PASSAGE SHOWN —
In the 1600’s, Portadown was at the centre of the ‘Plantation of Ulster’, an agricultural way of describing a forced, hostile take over of land stolen, then ‘implanted’ with hordes of Scottish Presbyterian ‘settlers’. Och aye the noo, I’m probably Scottish. The River Bann, Portadown massacre of 1641 of course ‘justified’ atrocities that followed. 

 

Where’s the music?

 

I grew up surrounded by marching bands. Brass bands, flute bands, bagpipes, massive Lambeg drums. And a piano. I would parade with the Cubs and Boy’s Brigade behind the bands. I would learn the songs of No Surrender and The Sash my Father Wore. And a few hymns. Yearly. Religiously. I would singe at the burning of effigies and huge bonfires. July in Northern Ireland. 

 

I thought I could sing. At the age of 9. To prove the point I embarrassed my family at the weekly Town Hall variety show. It was the usual song, dance, comedy entertainment show and at the interval the audience was invited to strut their stuff. I was one of three strutters. I won. Ruby Murray’s ’Softly, Softly’.  I repeated my effort at the Pierrot’s Bandstand on the Promenade at Newcastle, ‘Where the Mountains of Mourne sweep down to the sea’. My career had begun. No contracts were entered into. I blame Australia.

EXERCISE DATA —
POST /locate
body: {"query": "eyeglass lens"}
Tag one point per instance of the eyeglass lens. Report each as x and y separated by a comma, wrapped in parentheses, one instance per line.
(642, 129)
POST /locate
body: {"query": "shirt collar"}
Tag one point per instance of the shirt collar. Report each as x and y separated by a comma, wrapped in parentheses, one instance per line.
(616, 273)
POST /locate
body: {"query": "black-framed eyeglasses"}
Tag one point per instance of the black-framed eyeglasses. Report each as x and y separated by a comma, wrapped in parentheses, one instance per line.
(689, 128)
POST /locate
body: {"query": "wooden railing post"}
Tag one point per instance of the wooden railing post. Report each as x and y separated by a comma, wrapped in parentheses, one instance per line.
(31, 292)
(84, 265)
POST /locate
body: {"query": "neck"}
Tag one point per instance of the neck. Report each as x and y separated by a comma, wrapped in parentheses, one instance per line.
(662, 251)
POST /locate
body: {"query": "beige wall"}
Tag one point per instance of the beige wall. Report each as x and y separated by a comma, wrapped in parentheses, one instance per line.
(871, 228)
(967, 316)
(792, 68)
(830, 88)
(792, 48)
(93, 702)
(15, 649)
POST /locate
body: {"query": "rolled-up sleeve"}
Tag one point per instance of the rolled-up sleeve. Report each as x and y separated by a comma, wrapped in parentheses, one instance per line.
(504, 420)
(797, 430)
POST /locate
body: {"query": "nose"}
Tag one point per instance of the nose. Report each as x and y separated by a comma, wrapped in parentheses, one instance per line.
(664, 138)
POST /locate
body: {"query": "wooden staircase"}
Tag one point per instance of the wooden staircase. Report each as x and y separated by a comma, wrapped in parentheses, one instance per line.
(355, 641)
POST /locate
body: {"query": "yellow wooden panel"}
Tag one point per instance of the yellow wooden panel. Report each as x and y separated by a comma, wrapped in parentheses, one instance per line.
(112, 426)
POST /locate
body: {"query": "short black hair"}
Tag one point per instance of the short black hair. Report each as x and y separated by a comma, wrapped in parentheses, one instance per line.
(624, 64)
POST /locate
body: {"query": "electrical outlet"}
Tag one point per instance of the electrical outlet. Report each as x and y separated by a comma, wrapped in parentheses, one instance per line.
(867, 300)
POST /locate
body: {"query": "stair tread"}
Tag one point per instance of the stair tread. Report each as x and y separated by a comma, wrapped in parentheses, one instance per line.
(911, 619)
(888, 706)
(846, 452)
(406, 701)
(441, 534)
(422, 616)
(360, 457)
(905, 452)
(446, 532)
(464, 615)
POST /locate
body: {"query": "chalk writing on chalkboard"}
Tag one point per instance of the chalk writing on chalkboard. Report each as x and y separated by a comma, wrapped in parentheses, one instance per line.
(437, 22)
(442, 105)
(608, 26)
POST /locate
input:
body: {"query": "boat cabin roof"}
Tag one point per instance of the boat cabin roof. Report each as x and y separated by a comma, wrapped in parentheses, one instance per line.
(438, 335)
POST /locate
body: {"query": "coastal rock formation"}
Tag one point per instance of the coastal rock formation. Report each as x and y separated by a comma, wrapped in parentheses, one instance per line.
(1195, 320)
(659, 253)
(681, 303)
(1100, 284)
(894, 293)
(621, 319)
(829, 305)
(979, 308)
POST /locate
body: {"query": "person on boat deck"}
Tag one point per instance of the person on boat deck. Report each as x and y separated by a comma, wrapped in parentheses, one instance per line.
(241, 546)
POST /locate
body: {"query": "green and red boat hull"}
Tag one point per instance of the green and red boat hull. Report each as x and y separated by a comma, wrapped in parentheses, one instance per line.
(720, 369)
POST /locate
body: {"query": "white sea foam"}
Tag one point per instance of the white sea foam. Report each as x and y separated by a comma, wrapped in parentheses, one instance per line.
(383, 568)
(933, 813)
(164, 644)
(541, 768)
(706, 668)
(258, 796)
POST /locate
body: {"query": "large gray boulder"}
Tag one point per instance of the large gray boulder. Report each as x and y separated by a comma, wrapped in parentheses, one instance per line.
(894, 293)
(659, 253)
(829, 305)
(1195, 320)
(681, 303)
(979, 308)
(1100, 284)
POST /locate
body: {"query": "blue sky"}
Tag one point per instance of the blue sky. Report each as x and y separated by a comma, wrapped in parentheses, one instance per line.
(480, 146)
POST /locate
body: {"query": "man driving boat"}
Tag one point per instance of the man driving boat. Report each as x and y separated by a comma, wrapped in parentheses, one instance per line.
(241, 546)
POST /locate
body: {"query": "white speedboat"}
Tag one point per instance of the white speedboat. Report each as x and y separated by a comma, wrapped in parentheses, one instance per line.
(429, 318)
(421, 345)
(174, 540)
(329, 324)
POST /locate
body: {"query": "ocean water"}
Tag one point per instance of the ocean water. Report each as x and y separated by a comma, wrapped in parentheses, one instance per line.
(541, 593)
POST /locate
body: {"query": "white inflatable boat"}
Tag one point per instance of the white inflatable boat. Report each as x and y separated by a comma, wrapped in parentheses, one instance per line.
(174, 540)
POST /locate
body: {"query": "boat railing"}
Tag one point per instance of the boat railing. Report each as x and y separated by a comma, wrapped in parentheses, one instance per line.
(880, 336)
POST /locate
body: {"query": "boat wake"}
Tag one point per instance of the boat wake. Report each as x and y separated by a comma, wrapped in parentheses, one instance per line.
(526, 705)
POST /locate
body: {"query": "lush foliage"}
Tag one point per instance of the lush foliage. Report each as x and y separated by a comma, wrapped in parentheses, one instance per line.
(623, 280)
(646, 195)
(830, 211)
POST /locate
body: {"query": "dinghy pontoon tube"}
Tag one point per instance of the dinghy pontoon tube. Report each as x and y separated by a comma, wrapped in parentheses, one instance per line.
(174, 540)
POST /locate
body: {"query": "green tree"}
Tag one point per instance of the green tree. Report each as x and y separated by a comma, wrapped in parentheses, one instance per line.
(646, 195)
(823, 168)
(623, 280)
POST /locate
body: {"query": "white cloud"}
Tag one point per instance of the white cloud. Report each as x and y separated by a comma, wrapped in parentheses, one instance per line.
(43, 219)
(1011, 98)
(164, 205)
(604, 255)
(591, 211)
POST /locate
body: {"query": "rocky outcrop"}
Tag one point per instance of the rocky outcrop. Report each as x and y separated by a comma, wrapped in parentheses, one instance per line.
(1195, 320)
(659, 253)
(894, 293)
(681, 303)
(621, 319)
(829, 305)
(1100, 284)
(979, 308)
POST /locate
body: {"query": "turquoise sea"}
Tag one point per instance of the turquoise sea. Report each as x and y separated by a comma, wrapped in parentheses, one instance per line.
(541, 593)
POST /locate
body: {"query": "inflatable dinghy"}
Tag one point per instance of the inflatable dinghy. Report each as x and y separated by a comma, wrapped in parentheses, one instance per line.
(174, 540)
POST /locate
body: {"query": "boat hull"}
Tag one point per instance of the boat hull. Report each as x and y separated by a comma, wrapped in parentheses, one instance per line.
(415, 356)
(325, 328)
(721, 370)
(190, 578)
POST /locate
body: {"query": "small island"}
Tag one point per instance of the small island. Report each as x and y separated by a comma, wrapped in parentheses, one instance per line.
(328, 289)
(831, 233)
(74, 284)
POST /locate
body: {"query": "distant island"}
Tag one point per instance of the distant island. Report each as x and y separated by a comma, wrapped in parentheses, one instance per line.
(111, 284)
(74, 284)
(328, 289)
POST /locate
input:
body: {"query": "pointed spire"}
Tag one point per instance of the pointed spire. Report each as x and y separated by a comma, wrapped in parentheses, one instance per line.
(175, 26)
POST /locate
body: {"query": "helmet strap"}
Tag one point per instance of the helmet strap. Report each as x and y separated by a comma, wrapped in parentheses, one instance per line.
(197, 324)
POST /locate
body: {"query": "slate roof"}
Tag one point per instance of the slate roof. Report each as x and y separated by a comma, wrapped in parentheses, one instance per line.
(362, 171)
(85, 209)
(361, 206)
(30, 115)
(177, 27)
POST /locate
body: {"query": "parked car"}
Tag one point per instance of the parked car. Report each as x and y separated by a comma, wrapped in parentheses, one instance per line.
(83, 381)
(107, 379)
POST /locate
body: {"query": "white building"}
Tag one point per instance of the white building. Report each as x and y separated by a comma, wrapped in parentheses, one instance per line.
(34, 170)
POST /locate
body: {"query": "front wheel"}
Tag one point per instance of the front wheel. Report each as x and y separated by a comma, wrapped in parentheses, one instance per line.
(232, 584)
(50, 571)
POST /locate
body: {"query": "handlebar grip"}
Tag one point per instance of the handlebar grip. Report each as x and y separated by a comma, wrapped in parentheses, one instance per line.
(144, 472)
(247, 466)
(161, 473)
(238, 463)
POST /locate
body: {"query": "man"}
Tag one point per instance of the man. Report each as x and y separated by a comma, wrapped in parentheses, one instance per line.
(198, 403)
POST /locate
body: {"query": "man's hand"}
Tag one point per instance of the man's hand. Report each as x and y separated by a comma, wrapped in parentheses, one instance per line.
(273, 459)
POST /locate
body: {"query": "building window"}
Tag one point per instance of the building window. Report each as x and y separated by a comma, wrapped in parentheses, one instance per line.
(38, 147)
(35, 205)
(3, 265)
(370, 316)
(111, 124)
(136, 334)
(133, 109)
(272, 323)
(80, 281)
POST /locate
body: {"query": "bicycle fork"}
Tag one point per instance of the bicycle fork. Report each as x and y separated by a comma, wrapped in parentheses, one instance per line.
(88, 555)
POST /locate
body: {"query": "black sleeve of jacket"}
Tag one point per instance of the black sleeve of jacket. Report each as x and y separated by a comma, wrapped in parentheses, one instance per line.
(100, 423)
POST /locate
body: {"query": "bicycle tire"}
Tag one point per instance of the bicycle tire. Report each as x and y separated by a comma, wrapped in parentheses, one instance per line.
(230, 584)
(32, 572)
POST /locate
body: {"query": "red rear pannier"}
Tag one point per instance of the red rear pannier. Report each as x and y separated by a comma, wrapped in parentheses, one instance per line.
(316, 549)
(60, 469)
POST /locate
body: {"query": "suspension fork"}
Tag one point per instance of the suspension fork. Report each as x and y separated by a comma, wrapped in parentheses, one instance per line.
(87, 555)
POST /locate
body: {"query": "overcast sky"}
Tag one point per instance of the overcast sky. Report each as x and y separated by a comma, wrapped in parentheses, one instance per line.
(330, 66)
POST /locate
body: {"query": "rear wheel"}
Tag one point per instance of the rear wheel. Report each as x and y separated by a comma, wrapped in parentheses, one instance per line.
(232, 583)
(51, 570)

STATED GOAL 1 — Collect every line of the listing that contains the string "chalkboard", treating uppercase and lowercase letters as different.
STATED GOAL 2 — Extend the memoir about growing up in Portadown, starting after its final sentence.

WRITTEN ANSWER 1 —
body: {"query": "chalk writing on chalkboard"}
Tag one point per instance of the chalk writing on chalkboard. Report each as x and y separated by a comma, wrapped in parentheses, one instance per line.

WRITTEN ANSWER 2 —
 

I got on a boat, the S.S. Stratheden in late 1957. My piano wouldn’t fit. I went straight into Tech at Footscray, Melbourne, an institution not known for its music program. My other love, soccer, kept me going representing and captaining the State for seven years. A ruptured knee ended that dream. But converging at about the same time were The Beatles, a guitar, a church, a faith, a pipe organ, a Teaching degree, Beach Missions, Theos, David Cummings (Wycliffe). Another piano. And a marriage. 

 

Heather and I took a year off teaching to go to Papua New Guinea. To teach. Serendipitously, on staff, was a couple with close ties to Chuck Girard and the other members of ‘Love Song’, who at that time was finding his feet and his faith. I had just been introduced to his music by Geoff Bentley and had been performing his songs with Geoff, John Ballis and Steven Grey. 

Music would be key to my teaching throughout my career but it really wasn’t until my return from PNG and my introduction to the Truth and Liberation Concern community that I began writing. This extraordinary community had a vibrant creative tone led principally at that stage by Morris Stuart and Mike Peele. The community always had wonderful bands and musicians but the mid to late 1980’s and onwards saw original plays and musicals thrive and my writing took off. John Bosua, of course, got me to record.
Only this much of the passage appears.